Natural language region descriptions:
◆ ◆ ◆ ◆ ◆

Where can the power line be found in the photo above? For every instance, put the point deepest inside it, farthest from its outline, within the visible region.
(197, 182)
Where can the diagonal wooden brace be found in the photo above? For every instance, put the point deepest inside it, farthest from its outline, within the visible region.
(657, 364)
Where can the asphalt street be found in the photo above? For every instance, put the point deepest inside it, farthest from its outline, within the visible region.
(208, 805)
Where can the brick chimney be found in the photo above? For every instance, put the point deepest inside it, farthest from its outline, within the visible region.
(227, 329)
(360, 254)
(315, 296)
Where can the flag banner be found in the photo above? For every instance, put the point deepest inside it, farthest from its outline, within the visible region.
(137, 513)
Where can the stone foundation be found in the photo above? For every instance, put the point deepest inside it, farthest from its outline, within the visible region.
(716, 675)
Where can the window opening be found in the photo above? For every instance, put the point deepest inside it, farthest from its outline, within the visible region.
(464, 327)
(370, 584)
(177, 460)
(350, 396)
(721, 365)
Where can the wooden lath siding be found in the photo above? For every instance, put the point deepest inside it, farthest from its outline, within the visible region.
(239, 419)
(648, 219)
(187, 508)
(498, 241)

◆ ◆ ◆ ◆ ◆

# Task instructions:
Each record above, in full: retype it verbatim.

# Task result:
Where can the power line be found in the photo above? For every instance, put the point deepest inside it, farthest from its outline, within the visible region.
(197, 182)
Where can the diagonal wooden brace be found in the photo above? For every instance, put the point deepest inside it, farthest from its outline, within the visible region.
(657, 364)
Where can the asphalt street be found in the photo above? For every instance, put the point deepest inside it, farthest from its outline, within the visible region.
(208, 805)
Where can the brick chimney be found in the photo above? For every instance, put the point deepest inside it, farthest from its outline, within the visible region.
(227, 329)
(360, 254)
(315, 296)
Where can the flag banner be found in the photo above? For every instance, put the point deepest inside it, farthest from its outline, within the visible region.
(137, 513)
Where can the stone foundation be found in the photo above? For every instance, put the point deepest inside it, farthest from its outline, within the visible region.
(716, 675)
Where can the window opening be found in the photo above? For every instance, put the point deepest inside it, farthest from its outline, within the visible region.
(464, 327)
(370, 584)
(177, 460)
(350, 396)
(721, 365)
Where can the wooden lath siding be found in the photo above? For every instance, put the point deepest inside it, farthest from its outline, within the visible region.
(239, 419)
(648, 219)
(187, 508)
(498, 241)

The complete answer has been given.